*WORK TO BE COMPLETED*. Write out the whole listing below verbatim, from its first line to its last.

*LISTED ENTRIES*.
--------------------------------

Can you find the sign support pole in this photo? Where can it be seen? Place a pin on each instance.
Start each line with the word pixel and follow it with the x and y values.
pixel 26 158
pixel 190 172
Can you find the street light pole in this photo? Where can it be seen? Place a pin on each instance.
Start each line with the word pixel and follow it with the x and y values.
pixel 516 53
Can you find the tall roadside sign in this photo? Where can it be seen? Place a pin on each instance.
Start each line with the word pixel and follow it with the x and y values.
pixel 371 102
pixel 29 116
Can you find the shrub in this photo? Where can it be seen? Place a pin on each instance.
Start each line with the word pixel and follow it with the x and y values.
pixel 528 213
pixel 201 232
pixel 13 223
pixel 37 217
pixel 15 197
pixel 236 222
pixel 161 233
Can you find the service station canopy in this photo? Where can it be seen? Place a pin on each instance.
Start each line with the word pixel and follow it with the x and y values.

--------------------------------

*THE RESULT*.
Can you find the sign support pole in this photo? Where can it be seen? Place a pin on each instance.
Start each line with the word pixel and follow it with the x and y values.
pixel 26 158
pixel 190 172
Can you find the street light pole in this photo? Where can it be seen? Place a pin on each instance.
Start each line with the word pixel and follow it with the x and y values.
pixel 516 53
Can you find the tall roadside sign in this photo? Where can it be seen? Place a pin on each instance.
Start each line with the word pixel and follow it with the x and y values.
pixel 371 102
pixel 29 116
Can you find the shrub in this photo? Where can it be seen? Place a pin on each instance.
Start each line with the word pixel and follow it with the x and y values.
pixel 528 213
pixel 201 232
pixel 13 223
pixel 37 217
pixel 15 197
pixel 236 222
pixel 161 233
Can you find the service station canopy in this photo? Where can it be seen? Place a pin on each instance.
Start each line with the word pixel and follow it with the x and y values.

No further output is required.